Set problem - Swap "door handle" for "doorknob" in the lines starting at the first line and ending at the line that contains "78], [60, 79]]", and give those lines back with everything else unchanged. Leave the pictures out of your answer.

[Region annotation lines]
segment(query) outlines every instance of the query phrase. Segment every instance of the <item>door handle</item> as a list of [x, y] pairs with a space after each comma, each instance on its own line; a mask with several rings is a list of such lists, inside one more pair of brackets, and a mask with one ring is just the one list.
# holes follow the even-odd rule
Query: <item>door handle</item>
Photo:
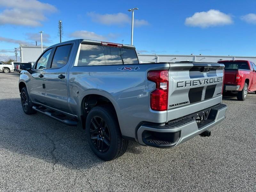
[[62, 79], [65, 78], [65, 76], [63, 75], [62, 74], [61, 74], [58, 76], [58, 78], [60, 78], [60, 79]]

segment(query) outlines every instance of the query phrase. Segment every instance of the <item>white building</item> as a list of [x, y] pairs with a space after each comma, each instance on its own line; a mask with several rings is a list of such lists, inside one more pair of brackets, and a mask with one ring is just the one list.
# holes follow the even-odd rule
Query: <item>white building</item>
[[249, 60], [256, 63], [256, 57], [252, 56], [139, 54], [139, 57], [142, 63], [148, 62], [175, 62], [181, 61], [217, 62], [222, 60]]
[[[43, 46], [43, 50], [48, 47]], [[20, 45], [20, 61], [34, 62], [41, 54], [41, 46], [27, 46]], [[256, 63], [256, 57], [193, 55], [153, 55], [139, 54], [140, 62], [175, 62], [181, 61], [196, 61], [217, 62], [222, 60], [245, 60]]]
[[[43, 50], [48, 47], [43, 47]], [[20, 44], [20, 55], [21, 62], [35, 62], [41, 53], [41, 46], [28, 46]]]

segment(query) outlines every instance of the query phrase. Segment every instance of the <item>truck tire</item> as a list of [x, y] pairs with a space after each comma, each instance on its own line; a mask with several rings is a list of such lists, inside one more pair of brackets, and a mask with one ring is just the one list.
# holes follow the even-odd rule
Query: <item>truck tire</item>
[[20, 100], [21, 101], [22, 108], [25, 113], [28, 115], [31, 115], [36, 112], [32, 108], [33, 107], [32, 102], [30, 100], [29, 96], [26, 87], [23, 87], [21, 89], [20, 93]]
[[244, 101], [245, 100], [245, 98], [247, 96], [248, 91], [248, 85], [246, 83], [245, 83], [243, 90], [237, 93], [237, 100], [239, 101]]
[[89, 112], [85, 132], [92, 150], [99, 158], [110, 161], [122, 156], [128, 141], [122, 137], [117, 117], [110, 106], [96, 106]]
[[8, 73], [10, 72], [10, 70], [8, 68], [4, 68], [3, 69], [3, 72], [4, 73]]

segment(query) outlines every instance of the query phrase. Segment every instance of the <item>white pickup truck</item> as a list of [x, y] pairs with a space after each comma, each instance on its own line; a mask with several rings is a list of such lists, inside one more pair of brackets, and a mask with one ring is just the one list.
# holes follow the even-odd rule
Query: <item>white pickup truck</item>
[[4, 64], [0, 62], [0, 72], [7, 73], [13, 72], [13, 66], [11, 64]]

Final result -
segment(query) outlines every instance of the query phrase. Segment every instance of the <item>doorknob</item> as a list of [x, y] pairs with a space after each comma, each instance on its own line; a mask with several rings is a list of such lists, inside one more pair of brackets, and a mask with one ring is just the one list.
# holes follow the even-odd rule
Query: <item>doorknob</item>
Photo:
[[62, 79], [65, 78], [65, 76], [63, 75], [62, 74], [61, 74], [58, 76], [58, 78], [60, 78], [60, 79]]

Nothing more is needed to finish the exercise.